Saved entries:
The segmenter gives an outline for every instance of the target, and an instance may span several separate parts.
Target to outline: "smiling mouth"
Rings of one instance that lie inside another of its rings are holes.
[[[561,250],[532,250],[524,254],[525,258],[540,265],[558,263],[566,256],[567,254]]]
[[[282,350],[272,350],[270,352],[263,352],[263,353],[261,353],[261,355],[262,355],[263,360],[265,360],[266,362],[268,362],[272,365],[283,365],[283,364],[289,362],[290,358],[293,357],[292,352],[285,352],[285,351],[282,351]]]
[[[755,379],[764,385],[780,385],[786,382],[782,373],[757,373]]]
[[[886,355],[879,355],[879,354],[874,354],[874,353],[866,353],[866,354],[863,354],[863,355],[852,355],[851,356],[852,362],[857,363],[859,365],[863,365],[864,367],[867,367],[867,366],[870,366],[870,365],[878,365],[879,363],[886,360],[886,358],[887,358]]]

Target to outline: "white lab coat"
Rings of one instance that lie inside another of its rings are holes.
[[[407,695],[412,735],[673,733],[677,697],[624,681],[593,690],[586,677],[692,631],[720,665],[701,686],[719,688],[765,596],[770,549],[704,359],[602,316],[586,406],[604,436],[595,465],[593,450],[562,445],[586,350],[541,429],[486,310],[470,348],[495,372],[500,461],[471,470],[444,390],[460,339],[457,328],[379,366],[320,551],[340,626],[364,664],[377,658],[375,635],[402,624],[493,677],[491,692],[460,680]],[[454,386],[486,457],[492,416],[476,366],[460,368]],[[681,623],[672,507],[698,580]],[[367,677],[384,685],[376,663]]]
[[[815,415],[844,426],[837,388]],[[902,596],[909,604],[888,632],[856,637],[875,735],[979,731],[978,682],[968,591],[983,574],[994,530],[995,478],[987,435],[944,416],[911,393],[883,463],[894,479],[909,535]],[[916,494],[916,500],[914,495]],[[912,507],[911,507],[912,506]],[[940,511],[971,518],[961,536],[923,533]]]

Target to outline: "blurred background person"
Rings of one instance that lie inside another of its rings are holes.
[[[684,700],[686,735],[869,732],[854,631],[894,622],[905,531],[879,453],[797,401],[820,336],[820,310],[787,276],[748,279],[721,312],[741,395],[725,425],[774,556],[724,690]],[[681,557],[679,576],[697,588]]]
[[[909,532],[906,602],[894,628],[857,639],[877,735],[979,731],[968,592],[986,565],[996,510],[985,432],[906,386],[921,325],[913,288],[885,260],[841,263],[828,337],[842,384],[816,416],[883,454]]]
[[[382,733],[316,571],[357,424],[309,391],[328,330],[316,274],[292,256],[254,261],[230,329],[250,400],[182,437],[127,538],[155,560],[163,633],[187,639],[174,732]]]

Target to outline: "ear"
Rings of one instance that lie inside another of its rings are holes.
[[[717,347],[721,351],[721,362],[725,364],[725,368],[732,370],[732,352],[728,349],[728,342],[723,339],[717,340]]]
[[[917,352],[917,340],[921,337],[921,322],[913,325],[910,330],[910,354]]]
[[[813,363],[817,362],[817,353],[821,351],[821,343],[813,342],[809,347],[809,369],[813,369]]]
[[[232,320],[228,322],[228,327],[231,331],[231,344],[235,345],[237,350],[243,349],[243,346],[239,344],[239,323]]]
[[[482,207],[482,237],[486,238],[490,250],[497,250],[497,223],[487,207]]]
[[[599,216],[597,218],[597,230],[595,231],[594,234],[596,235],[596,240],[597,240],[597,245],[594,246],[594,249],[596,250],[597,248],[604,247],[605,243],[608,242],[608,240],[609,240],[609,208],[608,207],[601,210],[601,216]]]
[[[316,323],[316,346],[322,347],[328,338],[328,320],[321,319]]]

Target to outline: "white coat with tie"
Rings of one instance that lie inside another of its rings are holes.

==

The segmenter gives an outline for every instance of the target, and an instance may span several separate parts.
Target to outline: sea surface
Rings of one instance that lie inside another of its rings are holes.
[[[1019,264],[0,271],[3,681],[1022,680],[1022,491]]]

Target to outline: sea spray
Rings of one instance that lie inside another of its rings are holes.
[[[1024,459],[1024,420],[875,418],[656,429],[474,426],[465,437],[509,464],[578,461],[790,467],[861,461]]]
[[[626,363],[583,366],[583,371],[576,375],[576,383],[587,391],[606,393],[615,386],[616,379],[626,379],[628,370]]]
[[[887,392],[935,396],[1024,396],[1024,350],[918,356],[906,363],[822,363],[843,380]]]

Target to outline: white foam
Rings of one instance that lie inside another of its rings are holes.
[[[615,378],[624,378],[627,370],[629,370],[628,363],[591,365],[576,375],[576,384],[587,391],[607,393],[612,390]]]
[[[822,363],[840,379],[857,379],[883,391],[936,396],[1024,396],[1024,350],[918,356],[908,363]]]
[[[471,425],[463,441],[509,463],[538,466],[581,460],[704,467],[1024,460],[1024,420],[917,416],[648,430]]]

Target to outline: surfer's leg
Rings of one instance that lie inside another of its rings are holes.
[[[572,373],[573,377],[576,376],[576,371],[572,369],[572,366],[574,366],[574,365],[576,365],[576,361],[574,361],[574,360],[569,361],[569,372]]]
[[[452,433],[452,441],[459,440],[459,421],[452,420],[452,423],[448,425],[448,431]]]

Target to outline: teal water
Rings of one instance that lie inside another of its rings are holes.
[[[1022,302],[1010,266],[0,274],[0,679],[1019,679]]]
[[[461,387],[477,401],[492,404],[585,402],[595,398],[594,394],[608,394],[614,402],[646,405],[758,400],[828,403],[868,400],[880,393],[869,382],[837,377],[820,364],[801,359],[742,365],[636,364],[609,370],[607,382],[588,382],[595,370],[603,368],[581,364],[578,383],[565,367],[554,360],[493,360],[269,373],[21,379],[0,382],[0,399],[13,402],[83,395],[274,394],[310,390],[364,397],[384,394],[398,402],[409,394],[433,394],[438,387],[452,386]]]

...

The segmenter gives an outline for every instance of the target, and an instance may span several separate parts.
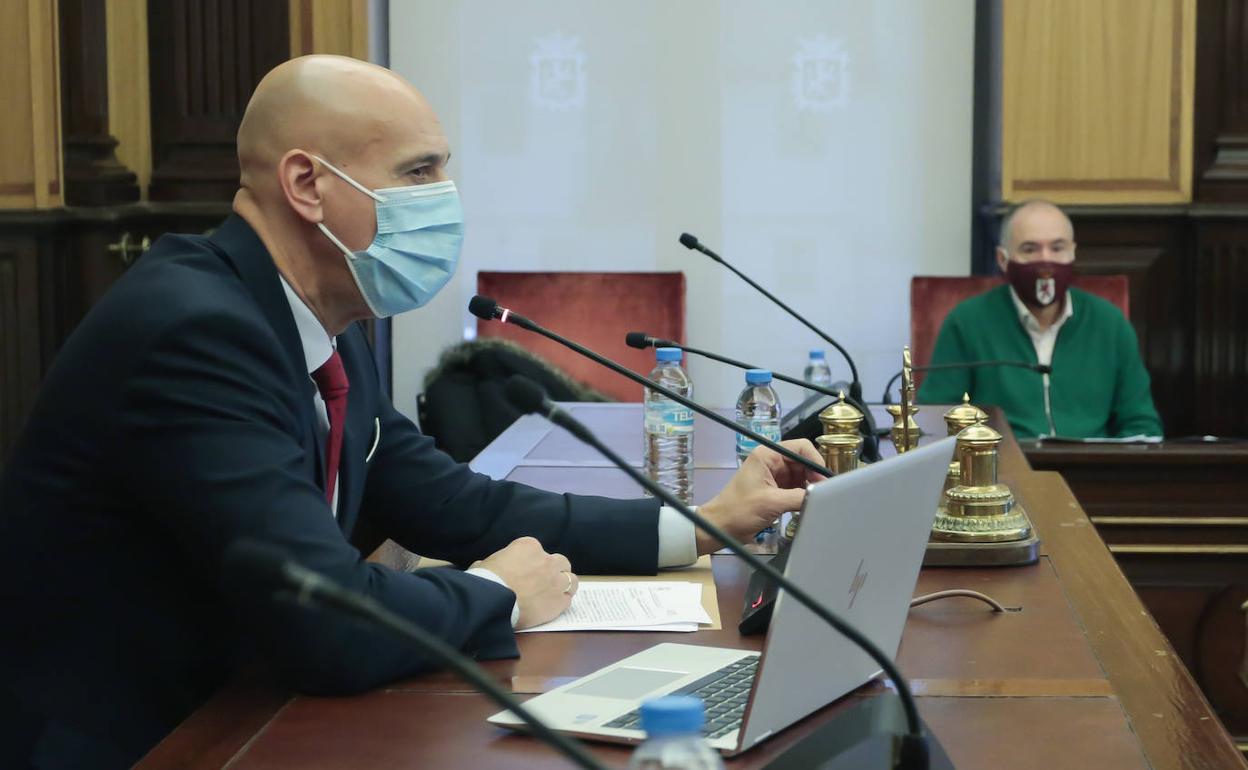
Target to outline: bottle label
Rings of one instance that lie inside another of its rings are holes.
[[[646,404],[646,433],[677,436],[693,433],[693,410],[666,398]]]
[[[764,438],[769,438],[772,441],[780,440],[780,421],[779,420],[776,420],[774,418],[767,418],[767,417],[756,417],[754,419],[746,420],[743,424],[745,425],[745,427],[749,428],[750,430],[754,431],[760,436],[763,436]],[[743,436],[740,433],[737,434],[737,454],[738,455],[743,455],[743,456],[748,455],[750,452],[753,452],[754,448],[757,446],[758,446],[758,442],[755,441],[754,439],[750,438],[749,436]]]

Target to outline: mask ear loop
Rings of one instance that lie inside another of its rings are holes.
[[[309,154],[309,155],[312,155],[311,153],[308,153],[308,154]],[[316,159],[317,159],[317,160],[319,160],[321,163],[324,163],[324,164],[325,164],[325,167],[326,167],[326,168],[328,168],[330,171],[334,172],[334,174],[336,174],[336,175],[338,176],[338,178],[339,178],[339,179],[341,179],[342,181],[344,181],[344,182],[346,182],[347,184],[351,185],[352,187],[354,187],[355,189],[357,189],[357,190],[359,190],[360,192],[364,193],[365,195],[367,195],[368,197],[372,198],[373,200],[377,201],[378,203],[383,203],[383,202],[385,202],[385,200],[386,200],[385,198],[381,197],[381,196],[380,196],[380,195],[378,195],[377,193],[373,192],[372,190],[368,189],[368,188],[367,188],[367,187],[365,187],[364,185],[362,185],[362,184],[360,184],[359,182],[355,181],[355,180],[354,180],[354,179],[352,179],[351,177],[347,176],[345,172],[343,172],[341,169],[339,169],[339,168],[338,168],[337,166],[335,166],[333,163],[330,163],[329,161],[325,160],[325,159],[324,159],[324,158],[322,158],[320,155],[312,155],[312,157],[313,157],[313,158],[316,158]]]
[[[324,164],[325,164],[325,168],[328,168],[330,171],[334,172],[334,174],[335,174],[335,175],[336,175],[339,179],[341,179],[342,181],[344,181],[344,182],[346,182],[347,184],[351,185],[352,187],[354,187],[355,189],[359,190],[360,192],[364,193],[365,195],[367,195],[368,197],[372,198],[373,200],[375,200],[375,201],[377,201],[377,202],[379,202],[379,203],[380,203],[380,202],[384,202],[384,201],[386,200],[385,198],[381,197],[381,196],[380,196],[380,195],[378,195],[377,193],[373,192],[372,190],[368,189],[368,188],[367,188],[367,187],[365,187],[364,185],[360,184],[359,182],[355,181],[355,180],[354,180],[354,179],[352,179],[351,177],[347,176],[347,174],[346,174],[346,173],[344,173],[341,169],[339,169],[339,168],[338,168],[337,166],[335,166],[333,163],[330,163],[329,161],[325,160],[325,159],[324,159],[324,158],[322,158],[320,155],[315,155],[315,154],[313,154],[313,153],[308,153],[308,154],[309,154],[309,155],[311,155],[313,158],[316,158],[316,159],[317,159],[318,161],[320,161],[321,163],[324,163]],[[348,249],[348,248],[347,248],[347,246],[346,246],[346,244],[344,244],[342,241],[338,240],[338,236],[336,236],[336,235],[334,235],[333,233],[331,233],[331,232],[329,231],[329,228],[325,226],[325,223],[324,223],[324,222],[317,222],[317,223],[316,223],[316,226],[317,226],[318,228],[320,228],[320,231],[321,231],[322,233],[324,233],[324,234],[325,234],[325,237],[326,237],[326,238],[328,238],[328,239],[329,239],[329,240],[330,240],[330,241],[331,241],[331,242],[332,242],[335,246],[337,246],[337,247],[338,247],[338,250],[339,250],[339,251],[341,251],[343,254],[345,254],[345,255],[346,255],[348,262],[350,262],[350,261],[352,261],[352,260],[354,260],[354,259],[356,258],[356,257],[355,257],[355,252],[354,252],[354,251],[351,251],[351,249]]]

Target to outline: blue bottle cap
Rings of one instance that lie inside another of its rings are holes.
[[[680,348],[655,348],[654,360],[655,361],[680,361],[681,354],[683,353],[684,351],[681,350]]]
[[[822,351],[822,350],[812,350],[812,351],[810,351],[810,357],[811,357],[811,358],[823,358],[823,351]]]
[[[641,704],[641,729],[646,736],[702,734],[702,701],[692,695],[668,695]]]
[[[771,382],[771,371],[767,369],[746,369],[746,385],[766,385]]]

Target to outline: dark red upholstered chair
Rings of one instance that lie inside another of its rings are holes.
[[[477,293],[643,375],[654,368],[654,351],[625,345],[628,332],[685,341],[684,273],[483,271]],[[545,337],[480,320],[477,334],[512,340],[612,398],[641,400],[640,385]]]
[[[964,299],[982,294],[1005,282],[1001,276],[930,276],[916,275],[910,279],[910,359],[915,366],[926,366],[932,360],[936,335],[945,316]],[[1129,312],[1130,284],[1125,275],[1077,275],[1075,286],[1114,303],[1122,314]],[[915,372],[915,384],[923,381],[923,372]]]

ASSIGNMENT> Working through the records, find each line containing the word "white" and copy it.

SOLUTION TO THE EXERCISE>
Target to outline: "white lab coat"
Target to outline: "white coat with tie"
Target to outline: white foam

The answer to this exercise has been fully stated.